** start of PAGE EXTRACT **
================================================
Implementing namespaces with the Namespace class
================================================

Also see `extensions`_.

.. _`extensions`: extensions.html

Imagine, you have a namespace called 'http://hui.de/honk' and have to
treat all of its elements in a specific way, say, to find out if they
are really honking.  You could provide a function called 'is_honking'
that handles that::

  >>> def is_honking(honk_element):
  ...    return honk_element.get('honking') == 'true'

Then you can use it::

  >>> from lxml.etree import XML
  >>> honk_element = XML('<honk xmlns="http://hui.de/honk" honking="true"/>')
  >>> print is_honking(honk_element)
  True

Not too bad, right?  Now, imagine, you only want to do that to certain
elements from that namespace and prevent others from being passed to
is_honking.  You can add a check to is_honking to test the tag name
before doing anything else.

After a while, however, you remember what you heard at school about
object oriented programming.  You start wondering if there isn't a
nicer way to do that.  -- And there is!


The Namespace class
===================

lxml allows you to implement namespaces, in a rather literal
sense. You can do the above like this::

  >>> from lxml.etree import Namespace, ElementBase
  >>> class HonkElement(ElementBase):
  ...    def honking(self):
  ...       return self.get('honking') == 'true'
  ...    honking = property(honking)

Now you can build the new namespace by calling the Namespace class::

  >>> namespace = Namespace('http://hui.de/honk')

and then register the new element type with that namespace::

  >>> namespace['honk'] = HonkElement

After this, you create and use your XML elements::

  >>> honk_element = XML('<honk xmlns="http://hui.de/honk" honking="true"/>')
  >>> print honk_element.honking
  True

The same works when creating elements by hand::

  >>> from lxml.etree import Element
  >>> honk_element = Element('{http://hui.de/honk}honk', honking='true')
  >>> print honk_element.honking
  True

Essentially, what this allows you to do, is giving elements a specific
API based on their namespace and element name.


Element initialization
----------------------

There is one thing to remember. Element classes *must not* have a
constructor, neither must there be any internal state (except for
their XML representation).  Element instances are created and garbage
collected at need, so there is no way to predict when and how often a
constructor would be called.  Even worse, when the ``__init__`` method
is called, the object may not even be initialized yet to represent the
XML tag, so there is not much use in providing an ``__init__`` method
in subclasses.

However, there is one possible way to do things on element
initialization. Element classes have an ``_init()`` method that can be
overridden.  It can be used to modify the XML tree, e.g. to construct
special children or verify and update attributes.

The semantics of ``_init()`` are as follows:

* It is called at least once on element instantiation time.  That is,
  when a Python representation of the element is created.  At that
  time, the element object is completely initialized to represent a
  specific XML element within the tree.

* The method has complete access to the XML structure.  Modifications
  can be done in exactly the same way as anywhere else in the program.
** end of PAGE EXTRACT **
- JOBS
A: Using the lxml namespace page, decide whether each statement agrees with it. For each, answer yes or no and quote the deciding words. (i) Element classes may define a constructor. (ii) The `_init()` method can be used to verify and update attributes. (iii) A class registered with a namespace also applies to elements created by hand with `Element`.
B: According to the lxml namespace page, why is there little use in giving element subclasses an `__init__` method?
C: Carry on writing the lxml namespace page from the point where it ends.
The entries that come next are separate material, unrelated to the lxml namespace page.
** start of RAW DATA **
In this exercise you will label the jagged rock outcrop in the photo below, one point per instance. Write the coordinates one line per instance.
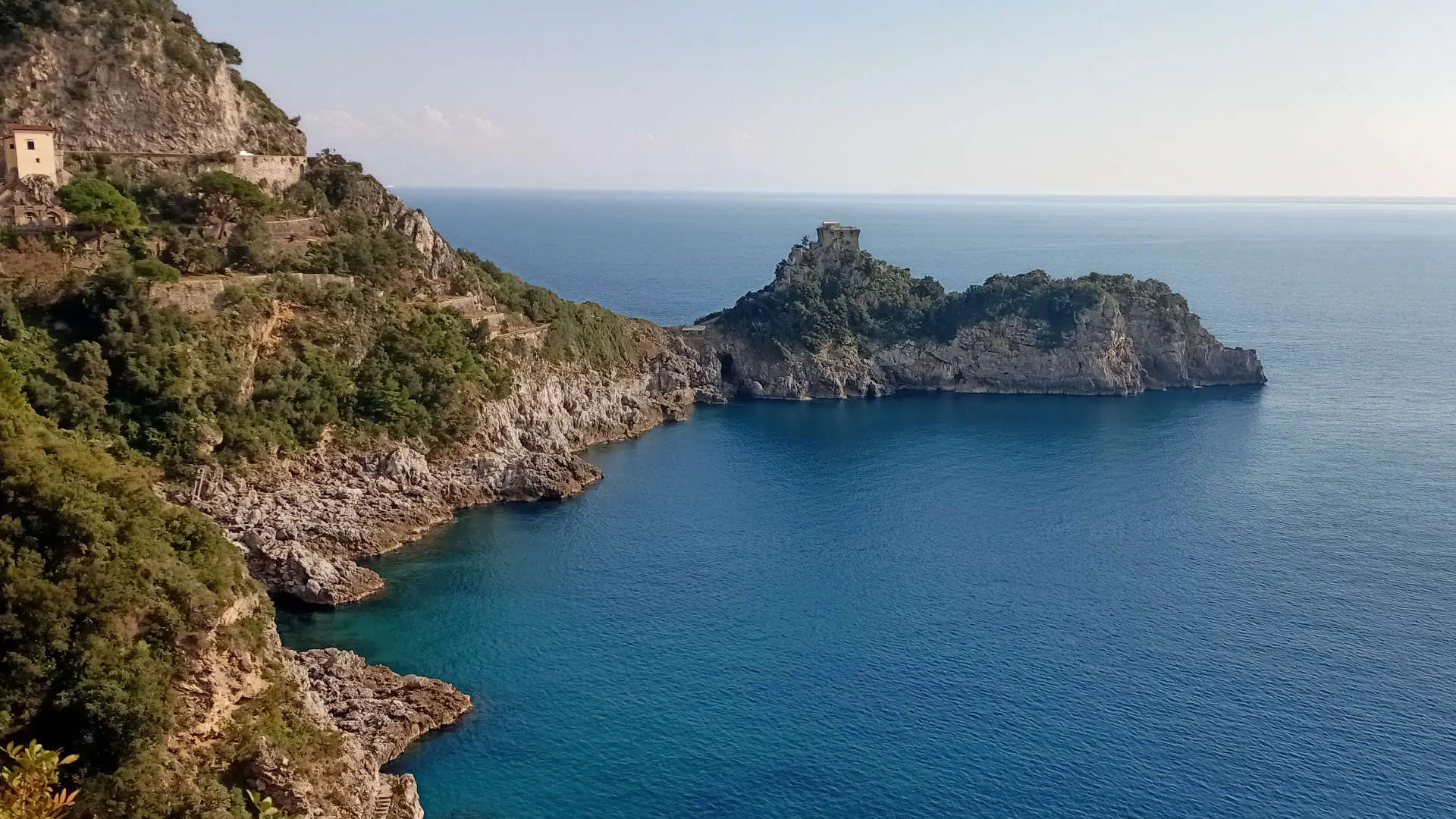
** end of RAW DATA **
** start of RAW DATA **
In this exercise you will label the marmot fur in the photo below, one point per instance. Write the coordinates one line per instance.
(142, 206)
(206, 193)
** end of RAW DATA **
- WRITTEN ANSWERS
A:
(i) No: "Element classes *must not* have a constructor"
(ii) Yes: "It can be used to modify the XML tree, e.g. to construct special children or verify and update attributes."
(iii) Yes: "The same works when creating elements by hand"

B: Element instances are created and garbage collected at need, so there is no way to predict when or how often a constructor would be called. Also, when `__init__` is called, the object may not yet be initialized to represent the XML tag.

C:
* It may be called multiple times.  The _init() code provided by
  subclasses must take special care by itself that multiple executions
  either are harmless or that they are prevented by some kind of flag
  in the XML tree.  The latter can be achieved by modifying an
  attribute value or by removing or adding a specific child node and
  then verifying this before running through the init process.


Default implementations
-----------------------

There is a slight difference between the Namespace example and the
simple 'is_honking' method above.  We associated the HonkElement class
only with the 'honk' element.  If you have other elements in the same
namespace, they do not pick up the same implementation.

Example::

  >>> honk_element = XML('<honk xmlns="http://hui.de/honk" honking="true"><bla/></honk>')
  >>> print honk_element.honking
  True
  >>> print honk_element[0].honking
  Traceback (most recent call last):
  ...
  AttributeError: 'etree._Element' object has no attribute 'honking'

You can therefore provide one implementation per element name in each
namespace and have lxml select the right one on the fly.  If you want
one element implementation per namespace (ignoring the element name)
or prefer having a common class for most elements except a few, you
can specify a default implementation for an entire namespace by
registering that class with the empty element name (None).

You may consider following an object oriented approach.  If you build
a class hierarchy of element classes, you can also implement a base
class for a namespace, that is used if no specific element class is
provided.  Again, you only have to pass None as an element name::

  >>> class HonkNSElement(ElementBase):
  ...    def honk(self):
  ...       return "HONK"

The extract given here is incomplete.